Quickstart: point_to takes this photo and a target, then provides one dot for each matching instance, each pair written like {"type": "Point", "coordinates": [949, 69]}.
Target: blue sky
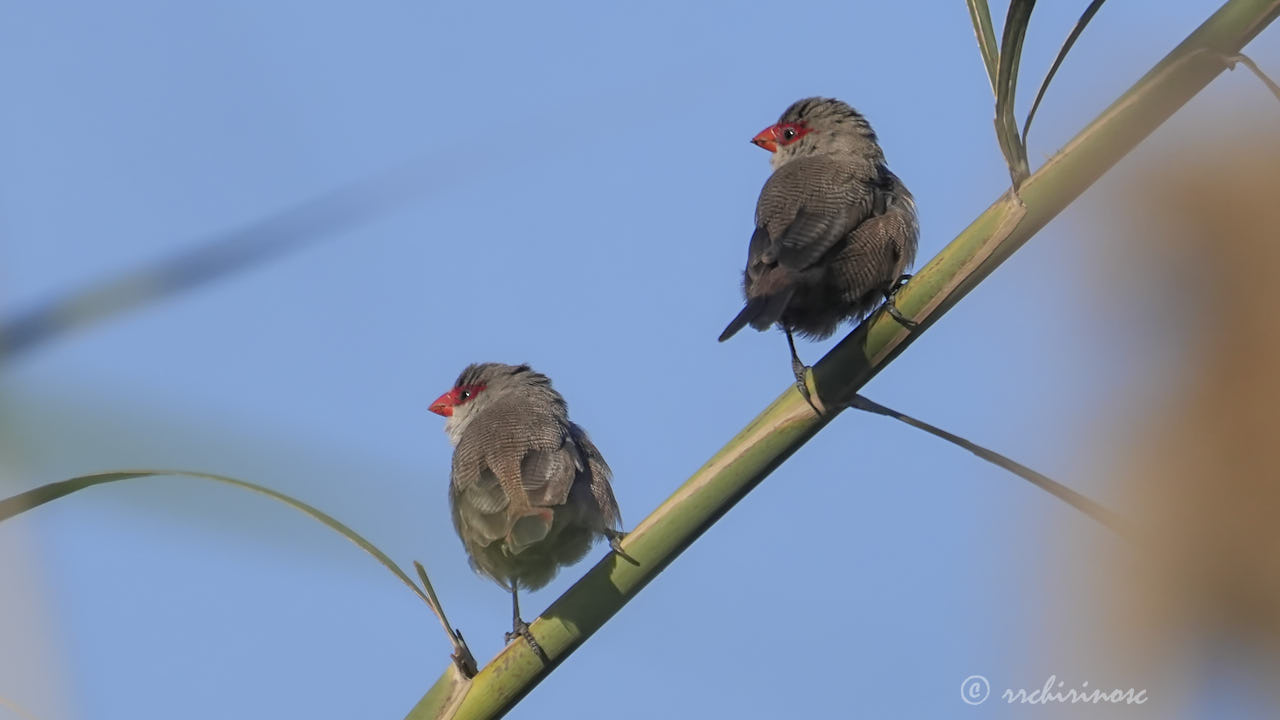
{"type": "Point", "coordinates": [589, 210]}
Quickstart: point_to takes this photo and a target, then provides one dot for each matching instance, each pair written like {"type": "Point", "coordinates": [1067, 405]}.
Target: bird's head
{"type": "Point", "coordinates": [818, 124]}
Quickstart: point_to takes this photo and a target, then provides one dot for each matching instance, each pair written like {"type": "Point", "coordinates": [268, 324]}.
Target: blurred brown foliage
{"type": "Point", "coordinates": [1202, 466]}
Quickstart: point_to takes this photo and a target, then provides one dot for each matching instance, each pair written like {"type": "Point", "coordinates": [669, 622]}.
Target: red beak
{"type": "Point", "coordinates": [767, 139]}
{"type": "Point", "coordinates": [443, 405]}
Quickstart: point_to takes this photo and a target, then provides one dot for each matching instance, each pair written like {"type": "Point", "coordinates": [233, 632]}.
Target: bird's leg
{"type": "Point", "coordinates": [519, 628]}
{"type": "Point", "coordinates": [616, 543]}
{"type": "Point", "coordinates": [892, 309]}
{"type": "Point", "coordinates": [799, 369]}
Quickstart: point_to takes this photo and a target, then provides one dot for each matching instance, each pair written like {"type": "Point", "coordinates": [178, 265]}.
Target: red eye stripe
{"type": "Point", "coordinates": [786, 133]}
{"type": "Point", "coordinates": [466, 393]}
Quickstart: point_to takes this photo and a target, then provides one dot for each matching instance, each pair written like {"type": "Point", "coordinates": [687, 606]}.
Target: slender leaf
{"type": "Point", "coordinates": [789, 422]}
{"type": "Point", "coordinates": [1242, 58]}
{"type": "Point", "coordinates": [1061, 55]}
{"type": "Point", "coordinates": [36, 497]}
{"type": "Point", "coordinates": [1096, 510]}
{"type": "Point", "coordinates": [986, 33]}
{"type": "Point", "coordinates": [1006, 89]}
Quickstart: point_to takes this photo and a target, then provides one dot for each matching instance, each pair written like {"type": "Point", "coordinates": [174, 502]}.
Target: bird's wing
{"type": "Point", "coordinates": [809, 237]}
{"type": "Point", "coordinates": [504, 470]}
{"type": "Point", "coordinates": [821, 200]}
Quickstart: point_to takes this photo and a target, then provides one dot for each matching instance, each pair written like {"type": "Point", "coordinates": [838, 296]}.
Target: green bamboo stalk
{"type": "Point", "coordinates": [789, 422]}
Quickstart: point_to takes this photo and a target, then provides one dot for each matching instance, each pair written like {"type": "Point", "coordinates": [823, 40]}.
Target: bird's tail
{"type": "Point", "coordinates": [760, 311]}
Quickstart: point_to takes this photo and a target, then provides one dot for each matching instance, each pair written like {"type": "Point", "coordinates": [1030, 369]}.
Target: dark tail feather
{"type": "Point", "coordinates": [759, 311]}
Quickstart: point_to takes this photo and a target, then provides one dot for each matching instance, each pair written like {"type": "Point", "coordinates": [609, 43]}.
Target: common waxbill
{"type": "Point", "coordinates": [835, 228]}
{"type": "Point", "coordinates": [529, 491]}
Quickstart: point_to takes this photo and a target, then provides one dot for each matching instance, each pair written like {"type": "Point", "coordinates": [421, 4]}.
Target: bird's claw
{"type": "Point", "coordinates": [892, 309]}
{"type": "Point", "coordinates": [521, 630]}
{"type": "Point", "coordinates": [801, 386]}
{"type": "Point", "coordinates": [616, 545]}
{"type": "Point", "coordinates": [462, 656]}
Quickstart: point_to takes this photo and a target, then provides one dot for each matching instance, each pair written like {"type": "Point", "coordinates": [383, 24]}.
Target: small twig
{"type": "Point", "coordinates": [462, 656]}
{"type": "Point", "coordinates": [1057, 62]}
{"type": "Point", "coordinates": [1096, 510]}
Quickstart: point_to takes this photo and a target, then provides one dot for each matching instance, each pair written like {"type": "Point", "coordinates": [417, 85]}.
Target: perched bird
{"type": "Point", "coordinates": [529, 491]}
{"type": "Point", "coordinates": [835, 229]}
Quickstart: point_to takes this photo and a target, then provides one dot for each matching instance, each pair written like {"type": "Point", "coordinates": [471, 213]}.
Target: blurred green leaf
{"type": "Point", "coordinates": [41, 495]}
{"type": "Point", "coordinates": [218, 256]}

────────────────────

**EXERCISE TASK**: Without including any pictures, print each record exactly.

**OUTPUT BELOW**:
Quickstart: point_to takes this photo and a target, then provides one dot for each matching instance, each pair written like {"type": "Point", "coordinates": [949, 69]}.
Target: blue sky
{"type": "Point", "coordinates": [589, 210]}
Quickstart: point_to takes this photo and a target, then provides one dot for each matching instance, each pair written like {"type": "Point", "coordinates": [1067, 405]}.
Target: bird's head
{"type": "Point", "coordinates": [818, 124]}
Quickstart: point_to takes this photo and a target, then provides one dot for each matching instance, each pair written like {"type": "Point", "coordinates": [268, 324]}.
Target: blurred brown foliage
{"type": "Point", "coordinates": [1202, 466]}
Quickstart: point_to takes this photo and a target, then provides one dot for each matching instance, each pair written like {"type": "Point", "coordinates": [669, 622]}.
Target: red beak
{"type": "Point", "coordinates": [767, 139]}
{"type": "Point", "coordinates": [443, 405]}
Quickstart: point_to takes this photo and a target, then provides one dot for each matching instance, each pair written like {"type": "Point", "coordinates": [233, 632]}.
Target: bird's leg
{"type": "Point", "coordinates": [519, 628]}
{"type": "Point", "coordinates": [616, 543]}
{"type": "Point", "coordinates": [892, 309]}
{"type": "Point", "coordinates": [799, 369]}
Quickstart: point_to takes this photo and a target, then provides one dot for each matching instance, each pair written like {"type": "Point", "coordinates": [178, 265]}.
Target: red eye stripe
{"type": "Point", "coordinates": [786, 133]}
{"type": "Point", "coordinates": [466, 393]}
Quickstart: point_to takes this photo and a target, then provides one dot for each matching instance, each pair written like {"type": "Point", "coordinates": [687, 606]}.
Target: slender leaf
{"type": "Point", "coordinates": [789, 422]}
{"type": "Point", "coordinates": [1242, 58]}
{"type": "Point", "coordinates": [1061, 55]}
{"type": "Point", "coordinates": [36, 497]}
{"type": "Point", "coordinates": [1096, 510]}
{"type": "Point", "coordinates": [986, 33]}
{"type": "Point", "coordinates": [1006, 89]}
Quickstart: point_to takes this photo and a target, then provides one dot for each matching instance, each pair written like {"type": "Point", "coordinates": [174, 502]}.
Target: bird's wing
{"type": "Point", "coordinates": [809, 237]}
{"type": "Point", "coordinates": [504, 470]}
{"type": "Point", "coordinates": [821, 200]}
Quickstart: point_to takes this photo and a target, then provides one dot for each matching instance, each pair written like {"type": "Point", "coordinates": [838, 296]}.
Target: green bamboo stalk
{"type": "Point", "coordinates": [789, 422]}
Quickstart: point_to takes this photo and a target, then provides one dot for each matching instance, each pair written like {"type": "Point", "coordinates": [823, 40]}.
Target: bird's tail
{"type": "Point", "coordinates": [760, 311]}
Quickstart: point_to takes this photo and a target, then provides one dot for each matching instance, each pair written like {"type": "Point", "coordinates": [1030, 369]}.
Target: dark tail feather
{"type": "Point", "coordinates": [759, 311]}
Quickstart: point_to takes this photo and a target, then provides one dot for each matching instance, each pair written like {"type": "Point", "coordinates": [609, 43]}.
Target: common waxbill
{"type": "Point", "coordinates": [835, 228]}
{"type": "Point", "coordinates": [529, 491]}
Quickstart: point_to takes this photo and a target, then provides one dot for each matching instance, each pair written like {"type": "Point", "coordinates": [421, 4]}.
Target: bird's claw
{"type": "Point", "coordinates": [892, 309]}
{"type": "Point", "coordinates": [521, 630]}
{"type": "Point", "coordinates": [801, 386]}
{"type": "Point", "coordinates": [616, 545]}
{"type": "Point", "coordinates": [462, 656]}
Quickstart: point_to takes this photo and a target, then provides one dot for each matching instance, each pair written like {"type": "Point", "coordinates": [383, 24]}.
Target: small twig
{"type": "Point", "coordinates": [462, 656]}
{"type": "Point", "coordinates": [1057, 62]}
{"type": "Point", "coordinates": [1096, 510]}
Quickstart: point_to takes this photo and a target, then provides one dot for each matching instance, each pair written like {"type": "Point", "coordinates": [417, 85]}.
Target: perched bird
{"type": "Point", "coordinates": [529, 491]}
{"type": "Point", "coordinates": [835, 229]}
Quickstart: point_to takes this photo and a target, then provides one dot for each matching instance, each pair written like {"type": "Point", "coordinates": [471, 213]}.
Target: blurred green leaf
{"type": "Point", "coordinates": [41, 495]}
{"type": "Point", "coordinates": [218, 256]}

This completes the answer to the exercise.